=== Problem details ===
Extract every entry below, copying each line word for word, and leave the pictures out of your answer.

=== Entries shown ===
────────────────────

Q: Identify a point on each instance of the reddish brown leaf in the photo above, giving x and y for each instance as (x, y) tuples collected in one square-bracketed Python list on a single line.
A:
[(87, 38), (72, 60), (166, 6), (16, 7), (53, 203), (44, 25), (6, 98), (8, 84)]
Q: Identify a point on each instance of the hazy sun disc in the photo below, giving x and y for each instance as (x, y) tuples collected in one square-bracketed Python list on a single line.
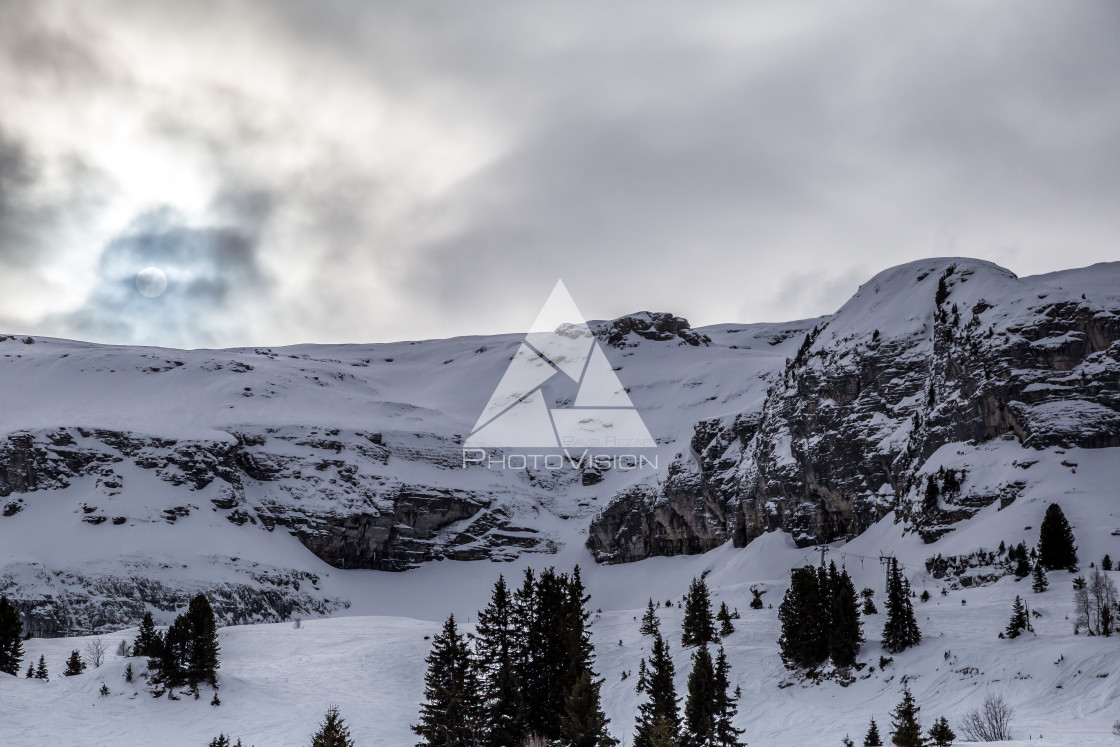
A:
[(151, 282)]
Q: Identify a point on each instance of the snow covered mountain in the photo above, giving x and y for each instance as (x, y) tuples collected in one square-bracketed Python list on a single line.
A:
[(132, 477)]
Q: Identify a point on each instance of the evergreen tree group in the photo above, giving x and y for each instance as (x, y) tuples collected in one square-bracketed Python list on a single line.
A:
[(901, 631), (526, 673), (11, 638), (699, 626), (1056, 549), (187, 653), (820, 618), (709, 709), (659, 721)]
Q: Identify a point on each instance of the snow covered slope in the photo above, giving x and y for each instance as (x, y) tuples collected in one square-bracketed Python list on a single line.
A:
[(272, 477)]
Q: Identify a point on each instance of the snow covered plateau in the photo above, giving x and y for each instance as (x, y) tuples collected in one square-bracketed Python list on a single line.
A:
[(326, 483)]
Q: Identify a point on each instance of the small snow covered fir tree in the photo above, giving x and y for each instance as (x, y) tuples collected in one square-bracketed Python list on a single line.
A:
[(1039, 581), (869, 608), (1019, 621), (74, 664), (11, 637), (941, 735), (725, 621), (146, 641), (650, 623), (901, 631), (1056, 549), (334, 731), (699, 626), (906, 730), (584, 724), (873, 738), (450, 713)]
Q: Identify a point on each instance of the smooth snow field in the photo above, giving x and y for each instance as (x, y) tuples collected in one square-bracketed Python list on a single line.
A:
[(277, 681)]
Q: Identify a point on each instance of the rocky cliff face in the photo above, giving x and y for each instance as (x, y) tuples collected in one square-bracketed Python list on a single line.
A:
[(926, 354)]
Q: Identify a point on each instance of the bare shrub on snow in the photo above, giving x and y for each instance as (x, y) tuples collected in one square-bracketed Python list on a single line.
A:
[(989, 722)]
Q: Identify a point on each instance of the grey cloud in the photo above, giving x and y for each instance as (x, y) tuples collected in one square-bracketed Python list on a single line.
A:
[(212, 271), (722, 162)]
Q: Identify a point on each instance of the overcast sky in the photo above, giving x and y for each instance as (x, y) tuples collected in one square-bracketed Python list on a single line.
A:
[(358, 171)]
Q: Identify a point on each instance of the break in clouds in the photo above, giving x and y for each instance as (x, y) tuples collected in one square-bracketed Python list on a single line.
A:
[(348, 171)]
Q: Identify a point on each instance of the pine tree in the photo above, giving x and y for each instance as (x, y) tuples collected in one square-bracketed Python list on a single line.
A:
[(1019, 621), (582, 721), (74, 664), (659, 716), (873, 738), (699, 626), (203, 647), (726, 709), (11, 638), (650, 623), (497, 650), (906, 730), (146, 641), (584, 724), (1039, 581), (643, 680), (846, 632), (804, 635), (334, 731), (901, 631), (700, 705), (1056, 547), (941, 735), (869, 608), (725, 621), (449, 717)]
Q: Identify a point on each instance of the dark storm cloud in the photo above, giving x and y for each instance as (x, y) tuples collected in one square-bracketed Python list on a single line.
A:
[(722, 162), (210, 270)]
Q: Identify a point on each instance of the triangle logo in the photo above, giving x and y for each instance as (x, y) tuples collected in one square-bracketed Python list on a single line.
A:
[(559, 344)]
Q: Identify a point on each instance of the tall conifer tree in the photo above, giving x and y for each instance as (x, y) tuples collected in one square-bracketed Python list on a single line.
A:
[(450, 715), (659, 716), (11, 637), (1056, 549), (901, 631)]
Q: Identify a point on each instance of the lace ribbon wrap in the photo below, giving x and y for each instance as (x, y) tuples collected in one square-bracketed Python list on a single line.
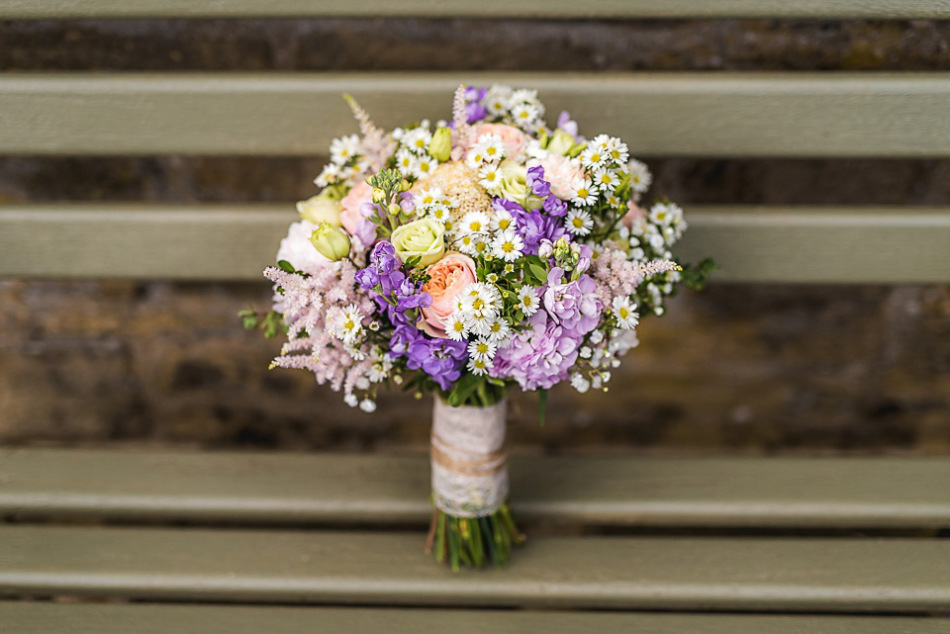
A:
[(469, 463)]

────────────────────

=== Final answer ===
Q: Identify a point on each instance of the reddish brown leaf in the photo above, giving x and y for each instance as (x, y) tuples collected in one square-bracketed Python list on a single line.
A:
[(87, 38), (72, 60), (166, 6), (16, 7), (53, 203), (44, 25), (6, 98), (8, 84)]
Q: Identify a point on each instance of the hazy sun disc in the photo below, giving x and y for each instance as (x, y) tuples collected in one square-bracketed Python list on a single line.
A:
[(151, 282)]
Q: Identify a point on each instance of the snow covered mountain in the photo above, giving x and y for each instance as (x, y) tuples collected in one square-bracketed Python list on a single line.
A:
[(132, 477)]
Q: Identify a point on each instance of the evergreen tree group in the photo above, giving x and y for each instance as (x, y) tuples collected in one square-bracketed Python list on a single line.
A:
[(901, 631), (526, 673), (11, 638), (699, 626), (1056, 549), (187, 653), (820, 618), (709, 709), (659, 721)]
Q: Identify a point on each instance of the snow covered slope in the photo above, giving x and y for each instance as (x, y) tuples collected in one square-bracketed Python list on a single line.
A:
[(272, 477)]
Q: Identify a point on each instance of the snow covered plateau in the photo above, giving x and y for each instance as (x, y) tuples collected in one square-bracketed Python list on a single line.
A:
[(326, 483)]
Q: Identify a point on each instance of the small snow covered fir tree in the photo above, giving x and y for each instance as (x, y) tuples collected in one square-bracketed Python list on a single line.
A:
[(1039, 581), (869, 608), (1019, 621), (74, 664), (11, 637), (941, 735), (725, 621), (146, 641), (650, 623), (901, 631), (1056, 549), (334, 731), (699, 626), (906, 730), (584, 724), (873, 738), (450, 713)]
Q: Identify a point on each instance of the smooth snow field in the photo above, giving x and y for each instance as (x, y) tuples collected in one square-bracketed Python list on a single line.
A:
[(277, 681)]
Q: Identify a point on each instance of the rocky cliff face in the photo above, giving x and y for each instance as (x, y) tuples collected in one square-bracketed Python list on a single line.
A:
[(926, 354)]
Q: Identify a point on each instance of the bare shrub on snow in the photo above, giving x and y for each instance as (x, y) tuples collected in one square-bracketed Python list on a single line.
A:
[(989, 722)]
Q: Identify a point on each instance of the grey cloud in the photo above, giving x and y for each instance as (x, y) tuples collected in one square-bracketed Python list on a single line.
A:
[(212, 271), (722, 162)]
Q: Identify a point on each instance of the overcast sky in the photo above, giving x and y for each instance as (x, y) tuples collected in one square-bracketed Python list on a single line.
A:
[(358, 171)]
Q: Identify a point on each instance of the break in clouds in the photo above, giving x and y for each instance as (x, y) tuples collected in one square-bracketed Python list on a single line.
A:
[(348, 171)]
Q: Identify a point on each instance of the pine tree in the photo above, giving x and y for each instance as (x, y) tuples collected in one square-bracketed Python list on a single line.
A:
[(1019, 621), (582, 721), (74, 664), (659, 716), (873, 738), (699, 626), (203, 647), (726, 709), (11, 638), (650, 623), (497, 650), (906, 730), (146, 641), (584, 724), (1039, 581), (643, 680), (846, 632), (804, 635), (334, 731), (901, 631), (700, 705), (1056, 547), (941, 735), (869, 608), (725, 621), (449, 717)]
Q: Identify a point on each instance of the dark storm cloud in the photo above, giving x and y for each instance as (x, y) tuples collected in one square-bracketed Python list on a single line.
A:
[(722, 162), (210, 270)]
Q: Identify a point on each instance of the triangle logo in the photo above, giving x and y for each instance as (x, y) tuples collected in one square-bracketed Python list on a single line.
A:
[(559, 344)]
Q: Identify a point on each instance of the tall conifer tree in the photo above, giving x and y for each instance as (x, y) tuples collected in one square-bracketed Python list on a single line.
A:
[(450, 715), (659, 716), (11, 637), (1056, 549), (901, 631)]
Q: Identify a point on each instance of the lace ribbon wrap in the photo below, giving x and y for each instance as (x, y) tuples collected in one square-bracketed Python list on a single line.
A:
[(469, 463)]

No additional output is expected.